### AIM OF THE EXERCISE
Copy the records below in full, from the line with "Task: find the handbag" to the line with "point(15, 216)", and increase every coordinate in the answer points by 117.

### Records of labeled points
········

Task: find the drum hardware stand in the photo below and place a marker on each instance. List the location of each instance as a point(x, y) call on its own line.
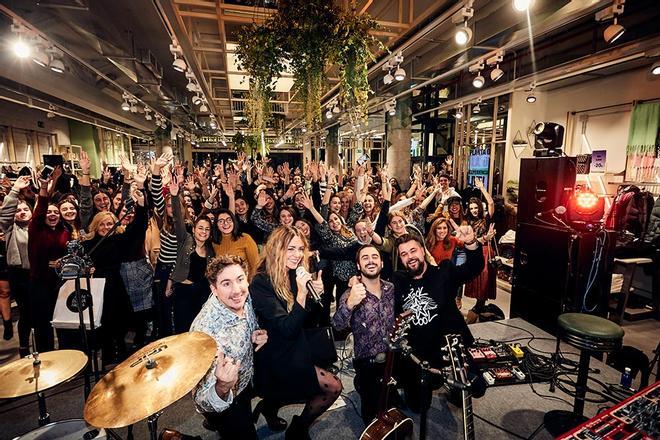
point(427, 370)
point(44, 417)
point(152, 421)
point(75, 265)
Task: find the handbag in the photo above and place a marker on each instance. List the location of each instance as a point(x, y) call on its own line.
point(321, 346)
point(493, 261)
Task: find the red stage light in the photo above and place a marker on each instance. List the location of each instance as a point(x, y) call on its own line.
point(585, 207)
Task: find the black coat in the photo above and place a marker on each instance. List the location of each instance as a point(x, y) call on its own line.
point(283, 368)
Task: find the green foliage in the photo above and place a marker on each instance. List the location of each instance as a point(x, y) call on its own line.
point(311, 35)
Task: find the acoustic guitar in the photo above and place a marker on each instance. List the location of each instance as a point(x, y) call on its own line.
point(391, 424)
point(459, 370)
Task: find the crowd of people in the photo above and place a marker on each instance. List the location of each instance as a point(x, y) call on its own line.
point(219, 249)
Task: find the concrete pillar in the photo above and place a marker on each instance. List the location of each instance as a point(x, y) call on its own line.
point(332, 147)
point(398, 141)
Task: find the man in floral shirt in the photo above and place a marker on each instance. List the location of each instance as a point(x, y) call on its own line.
point(367, 308)
point(223, 396)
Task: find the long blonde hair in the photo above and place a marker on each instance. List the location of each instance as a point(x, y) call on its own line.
point(96, 221)
point(273, 261)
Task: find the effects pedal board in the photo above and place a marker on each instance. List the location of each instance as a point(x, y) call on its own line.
point(499, 363)
point(636, 418)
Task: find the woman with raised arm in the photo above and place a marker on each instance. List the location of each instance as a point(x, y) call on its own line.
point(191, 290)
point(483, 287)
point(47, 238)
point(284, 369)
point(234, 242)
point(106, 249)
point(15, 216)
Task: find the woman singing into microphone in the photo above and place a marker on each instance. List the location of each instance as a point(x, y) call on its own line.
point(284, 370)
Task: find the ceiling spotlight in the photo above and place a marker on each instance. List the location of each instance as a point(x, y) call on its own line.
point(476, 109)
point(463, 34)
point(613, 32)
point(179, 64)
point(399, 74)
point(41, 58)
point(496, 73)
point(655, 68)
point(21, 48)
point(57, 65)
point(522, 5)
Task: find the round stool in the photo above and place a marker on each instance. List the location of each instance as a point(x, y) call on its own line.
point(590, 334)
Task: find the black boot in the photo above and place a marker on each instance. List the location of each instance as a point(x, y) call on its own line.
point(274, 422)
point(297, 430)
point(9, 330)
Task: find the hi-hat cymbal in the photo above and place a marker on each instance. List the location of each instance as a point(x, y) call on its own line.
point(22, 377)
point(150, 380)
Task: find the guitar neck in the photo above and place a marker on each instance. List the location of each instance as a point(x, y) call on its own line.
point(468, 422)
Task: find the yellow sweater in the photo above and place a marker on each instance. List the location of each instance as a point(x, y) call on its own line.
point(244, 247)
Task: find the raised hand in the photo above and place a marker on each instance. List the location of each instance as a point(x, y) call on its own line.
point(138, 196)
point(84, 162)
point(356, 295)
point(464, 233)
point(259, 338)
point(160, 163)
point(189, 184)
point(21, 183)
point(140, 175)
point(226, 373)
point(174, 185)
point(262, 199)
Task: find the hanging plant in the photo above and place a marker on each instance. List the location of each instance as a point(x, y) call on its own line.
point(352, 58)
point(259, 54)
point(311, 30)
point(311, 35)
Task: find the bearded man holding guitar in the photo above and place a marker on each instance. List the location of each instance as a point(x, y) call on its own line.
point(367, 308)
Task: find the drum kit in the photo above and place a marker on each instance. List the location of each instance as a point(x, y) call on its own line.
point(139, 388)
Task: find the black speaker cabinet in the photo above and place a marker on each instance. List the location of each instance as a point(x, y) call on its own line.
point(550, 273)
point(544, 184)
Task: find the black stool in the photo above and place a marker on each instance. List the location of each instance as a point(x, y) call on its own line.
point(590, 334)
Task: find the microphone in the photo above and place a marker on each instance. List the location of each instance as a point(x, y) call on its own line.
point(301, 271)
point(559, 210)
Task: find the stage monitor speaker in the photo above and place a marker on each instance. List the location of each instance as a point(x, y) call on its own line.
point(551, 270)
point(544, 184)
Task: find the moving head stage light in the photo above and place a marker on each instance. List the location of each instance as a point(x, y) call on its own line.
point(549, 139)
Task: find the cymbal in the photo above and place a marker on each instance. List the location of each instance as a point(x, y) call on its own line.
point(21, 377)
point(137, 388)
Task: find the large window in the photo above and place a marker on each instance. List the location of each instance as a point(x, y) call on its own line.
point(481, 142)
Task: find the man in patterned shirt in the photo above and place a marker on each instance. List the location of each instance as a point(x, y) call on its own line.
point(223, 396)
point(367, 308)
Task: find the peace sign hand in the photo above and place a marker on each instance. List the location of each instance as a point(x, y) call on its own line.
point(226, 374)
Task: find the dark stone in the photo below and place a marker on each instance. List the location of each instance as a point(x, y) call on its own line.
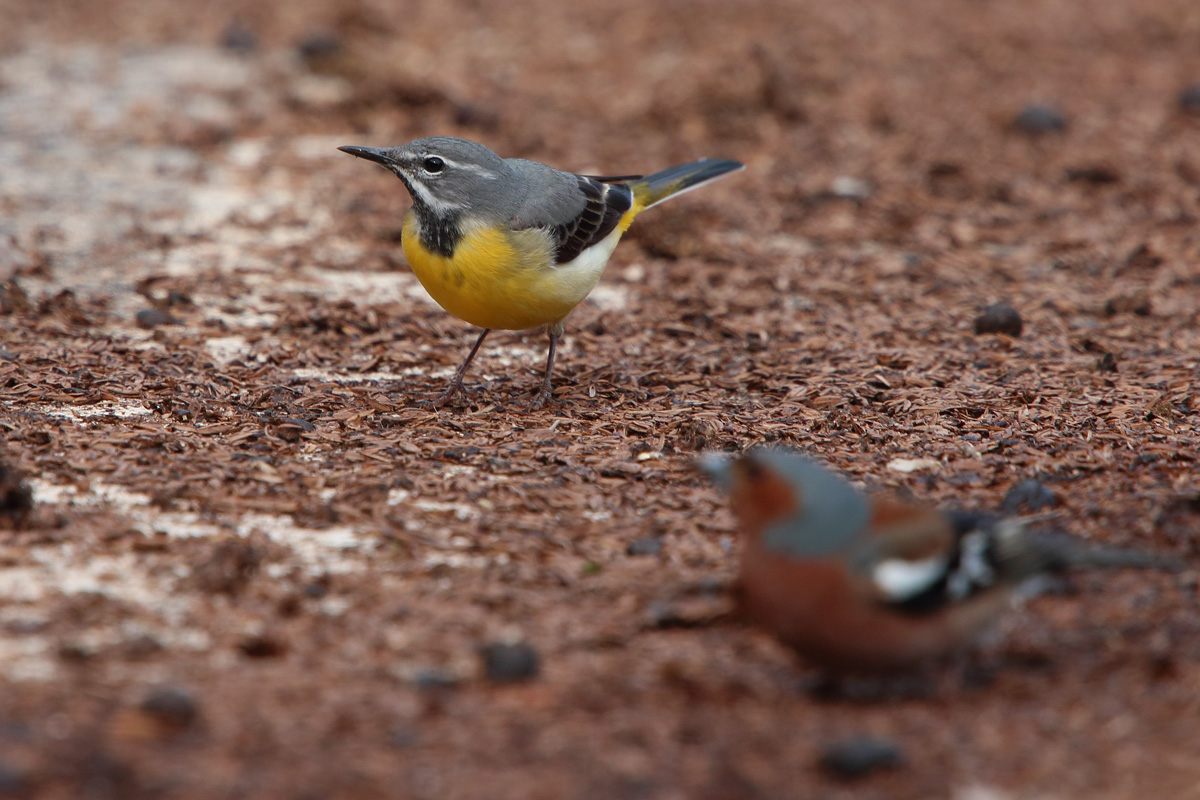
point(510, 663)
point(1189, 100)
point(173, 707)
point(239, 38)
point(263, 647)
point(999, 318)
point(1039, 119)
point(432, 680)
point(151, 318)
point(16, 497)
point(319, 46)
point(13, 782)
point(1030, 494)
point(645, 546)
point(859, 756)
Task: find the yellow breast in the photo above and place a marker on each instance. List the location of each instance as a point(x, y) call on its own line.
point(503, 278)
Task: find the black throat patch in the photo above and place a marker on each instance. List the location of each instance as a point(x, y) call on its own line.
point(439, 233)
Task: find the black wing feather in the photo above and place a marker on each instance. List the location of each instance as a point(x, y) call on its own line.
point(606, 204)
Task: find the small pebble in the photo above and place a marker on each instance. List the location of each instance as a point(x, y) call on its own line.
point(319, 46)
point(859, 756)
point(174, 708)
point(16, 497)
point(510, 663)
point(1189, 100)
point(1041, 119)
point(263, 645)
point(239, 38)
point(13, 782)
point(645, 546)
point(151, 318)
point(431, 680)
point(999, 318)
point(1030, 494)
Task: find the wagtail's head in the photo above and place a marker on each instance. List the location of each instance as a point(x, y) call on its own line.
point(798, 505)
point(444, 174)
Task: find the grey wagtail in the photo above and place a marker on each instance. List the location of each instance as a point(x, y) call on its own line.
point(513, 244)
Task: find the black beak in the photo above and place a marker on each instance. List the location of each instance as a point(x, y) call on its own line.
point(371, 154)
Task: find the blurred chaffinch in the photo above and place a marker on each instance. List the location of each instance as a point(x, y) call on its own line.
point(857, 583)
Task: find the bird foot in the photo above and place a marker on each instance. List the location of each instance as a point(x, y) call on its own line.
point(451, 391)
point(544, 397)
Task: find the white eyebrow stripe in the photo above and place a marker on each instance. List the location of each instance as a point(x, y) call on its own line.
point(426, 197)
point(483, 172)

········

### ANSWER FOR THIS EXERCISE
Task: find the handbag in the photo above and place a marker on each instance. List the location of each instance as a point(x, y) call on its own line.
point(438, 463)
point(610, 378)
Task: find the red stage light in the photo above and place a marker on each instance. List the location of each instance as a point(x, y) call on its own line.
point(702, 324)
Task: find the black coat in the photo above and place a marker on each instance. List the location of each instance as a point(x, y) call on its own line.
point(400, 485)
Task: find the green foliage in the photo above and place a marker on each instance. List the location of each instance as a point(x, y) call on its own line.
point(428, 152)
Task: find the acoustic guitar in the photo above and place a marker on each instance. List the location of each instance as a point(x, y) call on its own line.
point(508, 541)
point(576, 487)
Task: find the crowd of people in the photo above and place a marker on each instance. List the location of each instance as a point(x, y) call on its own line.
point(336, 366)
Task: find the concrete pillar in the photo above and place a marker on each instance. List the location of each instance as a point(x, y) call on its own line.
point(449, 264)
point(515, 258)
Task: find the man in floral shirt in the photo above and place a marker on each instance. List the location of each instance as a point(x, y) call on its own line.
point(484, 425)
point(340, 513)
Task: find the long blonde hair in the photo above and place a marker on each instance. List the location of each instance as a point(x, y) call on its own line.
point(213, 338)
point(390, 378)
Task: find the effects pedal board in the photo above and place a marker on each instance. List the location of each instance as a point(x, y) call on its own line.
point(616, 480)
point(753, 535)
Task: find the woman with raised arm in the photo above and place a marker on each instance. List the location of each instance as a point(x, y) call on its own line.
point(308, 407)
point(600, 404)
point(164, 355)
point(401, 486)
point(351, 359)
point(223, 366)
point(132, 333)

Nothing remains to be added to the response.